_Required action_
An exact repetition of the data below, without images, is the expected answer.
═══ Records to process
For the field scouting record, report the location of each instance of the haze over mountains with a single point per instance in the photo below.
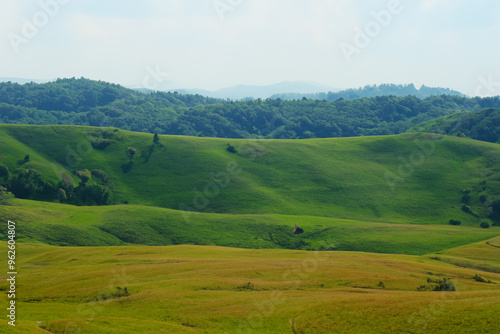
(287, 90)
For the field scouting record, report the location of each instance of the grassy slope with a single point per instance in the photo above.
(341, 178)
(59, 224)
(194, 289)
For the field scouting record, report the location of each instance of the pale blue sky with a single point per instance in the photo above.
(449, 43)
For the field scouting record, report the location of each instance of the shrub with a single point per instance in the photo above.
(5, 196)
(483, 198)
(61, 195)
(246, 286)
(130, 152)
(4, 171)
(438, 285)
(100, 174)
(466, 199)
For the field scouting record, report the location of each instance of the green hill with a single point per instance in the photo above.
(482, 125)
(360, 192)
(195, 289)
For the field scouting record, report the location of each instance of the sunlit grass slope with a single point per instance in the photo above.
(195, 289)
(66, 225)
(343, 178)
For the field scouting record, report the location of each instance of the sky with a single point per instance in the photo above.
(211, 44)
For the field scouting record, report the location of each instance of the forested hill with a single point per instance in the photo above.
(373, 91)
(96, 103)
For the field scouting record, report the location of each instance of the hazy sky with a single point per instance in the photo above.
(213, 44)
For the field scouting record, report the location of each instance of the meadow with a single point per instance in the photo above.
(197, 238)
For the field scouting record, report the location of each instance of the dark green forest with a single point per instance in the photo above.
(373, 91)
(96, 103)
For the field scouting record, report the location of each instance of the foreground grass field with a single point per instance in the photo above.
(204, 289)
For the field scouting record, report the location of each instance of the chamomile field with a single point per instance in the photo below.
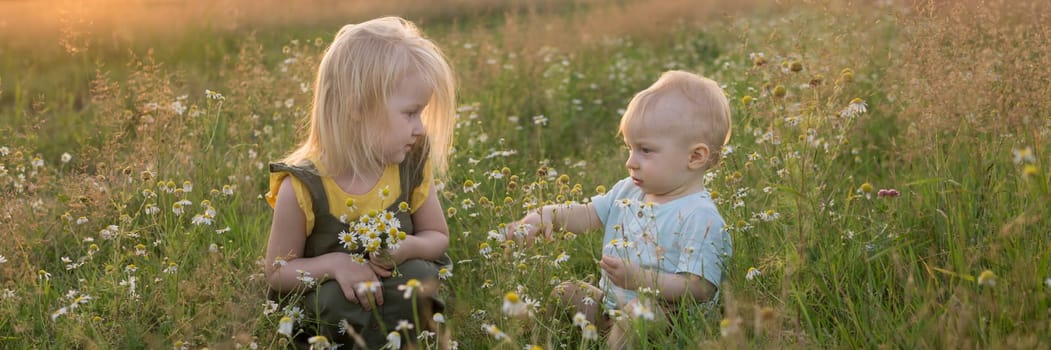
(886, 184)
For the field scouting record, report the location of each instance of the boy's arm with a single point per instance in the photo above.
(574, 218)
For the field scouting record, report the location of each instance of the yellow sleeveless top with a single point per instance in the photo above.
(363, 203)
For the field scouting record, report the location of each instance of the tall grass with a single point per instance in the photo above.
(918, 223)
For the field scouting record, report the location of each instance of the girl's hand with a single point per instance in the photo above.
(350, 275)
(384, 264)
(622, 273)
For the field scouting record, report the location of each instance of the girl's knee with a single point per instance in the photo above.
(419, 269)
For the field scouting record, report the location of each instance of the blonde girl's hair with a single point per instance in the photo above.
(355, 79)
(708, 112)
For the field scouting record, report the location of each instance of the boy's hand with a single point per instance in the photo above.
(622, 273)
(527, 229)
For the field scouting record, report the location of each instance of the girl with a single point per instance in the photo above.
(380, 127)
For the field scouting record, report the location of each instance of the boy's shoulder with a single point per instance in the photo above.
(700, 207)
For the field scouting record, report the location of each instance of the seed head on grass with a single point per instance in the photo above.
(987, 279)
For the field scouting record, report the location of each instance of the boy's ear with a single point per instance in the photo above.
(699, 156)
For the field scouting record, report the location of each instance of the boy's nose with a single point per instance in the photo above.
(631, 163)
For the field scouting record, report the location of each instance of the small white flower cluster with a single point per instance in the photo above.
(77, 299)
(375, 231)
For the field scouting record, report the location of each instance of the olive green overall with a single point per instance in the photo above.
(325, 306)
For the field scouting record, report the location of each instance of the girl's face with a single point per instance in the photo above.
(405, 126)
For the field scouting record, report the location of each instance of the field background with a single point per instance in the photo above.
(106, 127)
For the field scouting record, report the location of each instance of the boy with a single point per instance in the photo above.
(662, 231)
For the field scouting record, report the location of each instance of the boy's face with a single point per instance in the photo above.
(660, 151)
(404, 107)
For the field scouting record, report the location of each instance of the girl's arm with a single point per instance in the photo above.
(432, 232)
(285, 247)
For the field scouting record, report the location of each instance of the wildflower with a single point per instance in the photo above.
(318, 342)
(768, 215)
(306, 279)
(865, 189)
(61, 311)
(393, 341)
(213, 96)
(779, 91)
(285, 326)
(580, 320)
(643, 311)
(1030, 170)
(846, 76)
(385, 192)
(6, 294)
(753, 273)
(887, 192)
(590, 332)
(470, 186)
(857, 107)
(203, 219)
(757, 59)
(513, 306)
(562, 258)
(540, 120)
(494, 331)
(171, 268)
(1024, 156)
(987, 278)
(368, 286)
(178, 207)
(727, 327)
(409, 287)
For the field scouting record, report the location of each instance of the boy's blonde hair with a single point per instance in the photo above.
══════
_Answer for the task_
For the field scouting record, report the location of each instance of the haze over mountains with a single point per instance in the photo below.
(287, 90)
For the field scouting record, report the location of each instance of the grassy slope with a single point per instance in the photo above.
(341, 178)
(59, 224)
(194, 289)
For the field scouting record, report the location of each instance of the pale blue sky with a single point per instance in the photo above.
(449, 43)
For the field scouting record, report the location of each instance of the shrub with a single point per instance in the photo above.
(5, 196)
(483, 198)
(61, 195)
(246, 286)
(130, 152)
(4, 171)
(438, 285)
(100, 174)
(466, 199)
For the field scouting record, report the location of each instance of the green hill with a single point per instance in the photo above.
(482, 125)
(360, 192)
(195, 289)
For the field scouting record, report the location of each instance of the sunlit grass slope with a single point per instance in the photo above.
(195, 289)
(66, 225)
(343, 178)
For the field scouting record, report the location of each instance of the sky with a single point per instance in the photo above.
(211, 44)
For the field scouting record, report the location of each instance of the forested hill with a single point per instance in the photo above.
(373, 91)
(96, 103)
For the field scouting record, report the location of each instance of the hazy sky with a single point per instance in the photo above.
(213, 44)
For the field scouting record, report the location of each instance of the meadow with a single point per instance in the photo above.
(197, 238)
For the field scouting record, report the location of each instance of the dark green forest with a single point per instance in the photo above.
(373, 91)
(96, 103)
For the field scouting record, report the location of each instance of the foreground grass field with a single point per instance in the photo above.
(204, 289)
For the field scouting record, report the location of each instance of the chamomile field with a single point per instance in the photo below.
(886, 184)
For the field scouting record, report the location of each instance of the boy's arm with a single point per instance in the photo above.
(574, 218)
For the field scouting record, report the location of each instance of the yellow sleeveless top with a single point per instance in the photo above.
(363, 203)
For the field scouting record, report the location of each instance of the tall grass with a single point per instance in the photo above.
(918, 223)
For the field scouting record, report the location of each instance of the girl's hand with a single point per instance in the photo above.
(350, 275)
(384, 264)
(622, 273)
For the field scouting record, report the location of each instance of the girl's knee with a single point per instance in the photo above.
(419, 269)
For the field scouting record, report the location of each instance of the blonde girl's hair with a single point per instance in the photo above.
(355, 79)
(708, 112)
For the field scouting record, report the location of each instance of the boy's hand with a single point per instance in the photo above.
(622, 273)
(527, 229)
For the field scouting record, report the location of each instance of the girl with a single point per instance in the photo above.
(380, 127)
For the field scouting record, report the location of each instance of the boy's shoulder with a single point per instance in the photo above.
(700, 207)
For the field scouting record, report the location of each instance of the seed head on grass with a single point per instance in the photo above.
(987, 279)
For the field scouting record, report the location of each instance of the boy's ear with a single point per instance in the photo above.
(699, 156)
For the field scouting record, report the location of each instance of the boy's nose with a single point per instance in the photo above.
(631, 163)
For the field scouting record, report the location of each instance of the small white flower cluster with a single point per instance in the photo above.
(77, 299)
(375, 231)
For the field scouting record, report the location of each instance of the olive green overall with a single point per instance in the photo above.
(325, 306)
For the field scouting record, report the location of each instance of the girl's face with a single point per instance in the photo above.
(405, 126)
For the field scouting record, report the location of each instance of the field background with a single point per instance in the photo above.
(106, 127)
For the field scouting record, report the location of each instance of the boy with a single point per instance in the photo above.
(662, 231)
For the field scouting record, report the location of each instance of the boy's face with a single point per instance in the photo above.
(660, 151)
(404, 107)
For the field scouting record, report the location of each instance of the girl's arm with a single point per instance in the photo above.
(432, 232)
(285, 247)
For the field scouting record, report the location of each instance of the wildflower with a single point per instance in the photo above.
(318, 342)
(768, 215)
(306, 279)
(865, 189)
(61, 311)
(393, 341)
(213, 96)
(779, 91)
(285, 326)
(580, 320)
(643, 311)
(1030, 170)
(846, 76)
(385, 192)
(6, 294)
(753, 273)
(887, 192)
(590, 332)
(470, 186)
(857, 107)
(203, 219)
(757, 59)
(513, 306)
(562, 258)
(540, 120)
(494, 331)
(171, 268)
(1024, 156)
(987, 278)
(368, 286)
(178, 207)
(727, 327)
(409, 287)
For the field scouting record, report the location of each instance of the boy's blonde hair with a single point per instance in the photo above.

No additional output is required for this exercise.